PROBLEM DETAILS -
Express the lines below as a two-column CSV headed "text" and "answer," giving each text and its answer one row, with each in a single quoted field and its line breaks changed to spaces. Leave the pictures out.

TASK INPUT -

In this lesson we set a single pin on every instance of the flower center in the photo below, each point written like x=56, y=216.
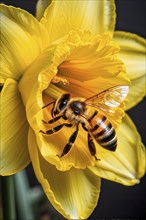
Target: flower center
x=80, y=67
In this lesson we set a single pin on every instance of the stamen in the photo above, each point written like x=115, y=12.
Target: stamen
x=58, y=79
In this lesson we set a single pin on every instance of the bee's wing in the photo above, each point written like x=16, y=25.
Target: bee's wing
x=109, y=101
x=111, y=97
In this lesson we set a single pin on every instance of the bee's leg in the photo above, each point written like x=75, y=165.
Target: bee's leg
x=52, y=120
x=55, y=129
x=70, y=143
x=91, y=146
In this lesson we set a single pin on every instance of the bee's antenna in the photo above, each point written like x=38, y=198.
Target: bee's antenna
x=48, y=105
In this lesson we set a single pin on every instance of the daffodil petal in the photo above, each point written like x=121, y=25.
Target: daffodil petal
x=22, y=39
x=73, y=193
x=63, y=16
x=14, y=154
x=133, y=54
x=40, y=8
x=127, y=164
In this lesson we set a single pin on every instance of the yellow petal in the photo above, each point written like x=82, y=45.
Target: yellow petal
x=14, y=128
x=127, y=164
x=22, y=39
x=133, y=54
x=73, y=193
x=40, y=8
x=63, y=16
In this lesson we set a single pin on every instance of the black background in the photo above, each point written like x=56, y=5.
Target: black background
x=117, y=201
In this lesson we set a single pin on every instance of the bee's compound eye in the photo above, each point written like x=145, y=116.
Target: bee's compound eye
x=76, y=111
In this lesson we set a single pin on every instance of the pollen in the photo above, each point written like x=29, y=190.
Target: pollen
x=58, y=79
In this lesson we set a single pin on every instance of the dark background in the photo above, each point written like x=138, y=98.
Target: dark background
x=116, y=201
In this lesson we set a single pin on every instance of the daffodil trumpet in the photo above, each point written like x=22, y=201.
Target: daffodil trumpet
x=70, y=48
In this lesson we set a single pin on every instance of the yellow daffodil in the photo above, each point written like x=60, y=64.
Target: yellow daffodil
x=70, y=47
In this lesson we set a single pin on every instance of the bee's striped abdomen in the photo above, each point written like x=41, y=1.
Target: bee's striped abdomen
x=103, y=132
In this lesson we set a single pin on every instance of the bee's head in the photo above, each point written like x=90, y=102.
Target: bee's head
x=61, y=103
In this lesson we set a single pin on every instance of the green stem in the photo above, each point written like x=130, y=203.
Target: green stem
x=8, y=198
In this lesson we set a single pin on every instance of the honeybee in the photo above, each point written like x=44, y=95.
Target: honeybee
x=77, y=110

RESPONSE TO THE TASK -
text,answer
"In this lesson we set a single pin on every instance of the flower center in the photo below, each point written like x=56, y=216. Target: flower center","x=80, y=67"
"In this lesson we set a single pin on every instance of the stamen in the photo above, each point written like x=115, y=12. Target: stamen","x=58, y=79"
"In this lesson we set a single pin on every instance of the bee's wing in the photo above, each point written like x=16, y=25. Target: bee's wing","x=109, y=101 x=111, y=97"
"In this lesson we set a single pin on every instance of the bee's leg in the photo above, each point written like x=75, y=165. Target: bee's leg","x=52, y=120 x=55, y=129 x=70, y=143 x=91, y=146"
"In this lesson we set a single pin on every instance of the bee's antenna in the photo above, each point written like x=38, y=198. Target: bee's antenna","x=48, y=105"
"In this lesson we set a single pin on every instance of the daffodil petal in the photo above, each point written like x=121, y=25. Target: daffodil petal","x=22, y=39 x=73, y=193 x=63, y=16 x=14, y=154 x=133, y=54 x=40, y=8 x=127, y=164"
"In this lesson we set a single pin on every instance of the yellow petal in the photo above, each point written like x=82, y=45. Target: yellow petal","x=14, y=128 x=127, y=164 x=22, y=39 x=133, y=54 x=73, y=193 x=40, y=8 x=63, y=16"
"In this lesson we set a single pin on every instance of the black background in the photo above, each point written like x=56, y=5. Target: black background","x=117, y=201"
"In this lesson we set a single pin on every instance of the bee's compound eye in the photo above, each point written like x=145, y=116. Target: bee's compound eye","x=76, y=111"
"In this lesson we set a single pin on every instance of the pollen in the photo above, each point written like x=29, y=190. Target: pollen","x=58, y=79"
"In this lesson we set a single pin on every instance of the dark background in the photo above, each point written like x=138, y=98. Target: dark background","x=116, y=201"
"In this lesson we set a single pin on every instance of the daffodil trumpet in the photo above, each point written like x=22, y=201. Target: daffodil trumpet","x=70, y=48"
"In this lesson we set a single pin on every instance of the yellow daffodil in the photo above, each point written like x=60, y=64. Target: yellow daffodil","x=70, y=47"
"In this lesson we set a single pin on every instance of the bee's striped abdomen in the photo above, each point written like x=41, y=1. Target: bee's striped abdomen","x=103, y=132"
"In this lesson we set a single pin on every instance of the bee's head in the photo above, each point written like x=90, y=102. Target: bee's head","x=61, y=103"
"In this lesson we set a single pin on every instance of the green stem in the photo above, each point written like x=130, y=203. Target: green stem","x=8, y=198"
"In this lesson we set a single pin on every instance of the honeybee in the photo above, each point written like x=44, y=95. Target: honeybee","x=77, y=110"